Each line below is to be written out once more, precisely as given.

::::::::

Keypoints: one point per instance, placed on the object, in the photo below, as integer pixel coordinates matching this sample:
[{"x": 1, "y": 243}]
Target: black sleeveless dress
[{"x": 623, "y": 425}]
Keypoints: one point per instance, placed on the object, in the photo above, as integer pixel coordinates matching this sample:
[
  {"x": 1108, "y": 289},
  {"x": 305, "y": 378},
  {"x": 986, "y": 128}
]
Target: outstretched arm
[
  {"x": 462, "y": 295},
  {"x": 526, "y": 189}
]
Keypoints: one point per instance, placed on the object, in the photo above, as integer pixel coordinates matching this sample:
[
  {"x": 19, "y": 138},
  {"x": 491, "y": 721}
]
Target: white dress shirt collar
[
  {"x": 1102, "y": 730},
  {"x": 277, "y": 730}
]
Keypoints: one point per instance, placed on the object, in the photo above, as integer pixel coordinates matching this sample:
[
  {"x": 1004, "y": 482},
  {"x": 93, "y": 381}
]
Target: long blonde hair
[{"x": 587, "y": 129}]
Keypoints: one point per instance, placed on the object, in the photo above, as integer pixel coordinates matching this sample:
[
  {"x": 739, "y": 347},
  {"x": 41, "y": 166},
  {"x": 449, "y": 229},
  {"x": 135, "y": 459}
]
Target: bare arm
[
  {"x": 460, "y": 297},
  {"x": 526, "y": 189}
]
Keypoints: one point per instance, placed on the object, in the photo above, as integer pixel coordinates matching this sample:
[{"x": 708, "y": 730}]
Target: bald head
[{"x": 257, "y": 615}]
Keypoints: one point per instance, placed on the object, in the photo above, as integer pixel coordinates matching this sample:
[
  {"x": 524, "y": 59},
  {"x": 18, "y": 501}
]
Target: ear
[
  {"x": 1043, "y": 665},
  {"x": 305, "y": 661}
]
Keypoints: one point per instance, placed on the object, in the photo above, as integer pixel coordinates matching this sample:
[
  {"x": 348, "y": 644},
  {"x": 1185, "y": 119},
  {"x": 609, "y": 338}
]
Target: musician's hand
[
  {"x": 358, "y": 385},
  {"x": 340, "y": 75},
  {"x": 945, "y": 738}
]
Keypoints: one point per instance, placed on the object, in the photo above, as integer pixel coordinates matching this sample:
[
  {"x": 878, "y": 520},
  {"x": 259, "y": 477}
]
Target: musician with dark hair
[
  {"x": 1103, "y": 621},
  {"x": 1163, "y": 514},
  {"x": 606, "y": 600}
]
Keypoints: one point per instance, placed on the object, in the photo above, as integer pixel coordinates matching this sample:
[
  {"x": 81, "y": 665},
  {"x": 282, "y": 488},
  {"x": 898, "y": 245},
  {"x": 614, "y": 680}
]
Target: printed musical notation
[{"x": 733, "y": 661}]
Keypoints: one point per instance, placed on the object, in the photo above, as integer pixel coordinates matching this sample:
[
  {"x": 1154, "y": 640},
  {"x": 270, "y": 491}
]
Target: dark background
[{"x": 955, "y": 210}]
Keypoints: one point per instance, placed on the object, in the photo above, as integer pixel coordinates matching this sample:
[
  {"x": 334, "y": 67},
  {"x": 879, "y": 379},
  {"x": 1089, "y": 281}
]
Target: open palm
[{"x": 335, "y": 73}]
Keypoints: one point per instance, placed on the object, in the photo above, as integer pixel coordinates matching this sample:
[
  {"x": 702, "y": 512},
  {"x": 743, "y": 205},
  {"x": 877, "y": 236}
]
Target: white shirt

::::::::

■ **Answer area**:
Keypoints: one point per instance, placed on the object, in the photo below, as integer pixel coordinates matching this sample:
[{"x": 1, "y": 243}]
Target: black sleeveless dress
[{"x": 623, "y": 425}]
Keypoints: one point per instance, placed on the object, in the photo above, as integer pixel coordinates matching this sample:
[
  {"x": 1108, "y": 289},
  {"x": 305, "y": 378},
  {"x": 986, "y": 128}
]
Target: outstretched arm
[
  {"x": 462, "y": 295},
  {"x": 526, "y": 189}
]
Keypoints: one point per instance, placed on the object, in the photo above, as integer pixel coordinates matching this sample:
[
  {"x": 19, "y": 138},
  {"x": 491, "y": 721}
]
Target: white dress shirt collar
[
  {"x": 1102, "y": 730},
  {"x": 277, "y": 730}
]
Keypoints: one point per instance, placed on the object, in the photo above, as integer pixel coordinates matching this sample:
[
  {"x": 1004, "y": 482},
  {"x": 93, "y": 381}
]
Target: long blonde hair
[{"x": 587, "y": 129}]
Keypoints: one point per instance, placed on the object, in the photo above, as integer pixel coordinates matching this sample:
[
  {"x": 739, "y": 347},
  {"x": 41, "y": 166},
  {"x": 449, "y": 229},
  {"x": 135, "y": 459}
]
Target: bare arm
[
  {"x": 460, "y": 297},
  {"x": 526, "y": 189}
]
Keypoints: one point per instance, placed on the object, in the photo above, as integer pixel coordinates matching this sample:
[{"x": 708, "y": 730}]
Target: bald head
[{"x": 257, "y": 615}]
Keypoints: one point per instance, placed on the object, in the photo above, as integer pixel coordinates matching this sample:
[
  {"x": 524, "y": 59},
  {"x": 18, "y": 501}
]
Target: ear
[
  {"x": 1043, "y": 665},
  {"x": 305, "y": 661}
]
Keypoints: one point per instance, placed on the object, in the photo above, as integer pixel coordinates matching this sample:
[
  {"x": 348, "y": 644},
  {"x": 1185, "y": 119},
  {"x": 609, "y": 338}
]
Target: musician's hand
[
  {"x": 358, "y": 385},
  {"x": 340, "y": 75},
  {"x": 945, "y": 738}
]
Keypoints: one point per instance, placed on the object, in the photo above, as integer pixel coordinates matching this sample:
[
  {"x": 878, "y": 520},
  {"x": 259, "y": 477}
]
Target: musician with dark hair
[
  {"x": 1103, "y": 621},
  {"x": 1163, "y": 514},
  {"x": 606, "y": 600}
]
Keypoints: one point per instance, placed on the object, in the photo above, as integer pixel coordinates matching this sample:
[
  {"x": 81, "y": 665},
  {"x": 282, "y": 488},
  {"x": 898, "y": 245},
  {"x": 614, "y": 680}
]
Target: printed musical notation
[{"x": 733, "y": 661}]
Keypoints: one point per instance, placed on the object, in the photo above, as integer pixel coordinates matching this sample:
[
  {"x": 1154, "y": 640},
  {"x": 270, "y": 491}
]
Target: dark background
[{"x": 955, "y": 210}]
Keypoints: one point per instance, placed on the object, in the photo above, as integer pixel coordinates matching this sample:
[
  {"x": 334, "y": 67},
  {"x": 879, "y": 379},
  {"x": 1089, "y": 281}
]
Target: open palm
[{"x": 335, "y": 73}]
Keypoints: one point per instance, placed on the object, in the photo above, as integer pixel coordinates matching this sample:
[
  {"x": 702, "y": 512},
  {"x": 743, "y": 205},
  {"x": 877, "y": 236}
]
Target: white shirt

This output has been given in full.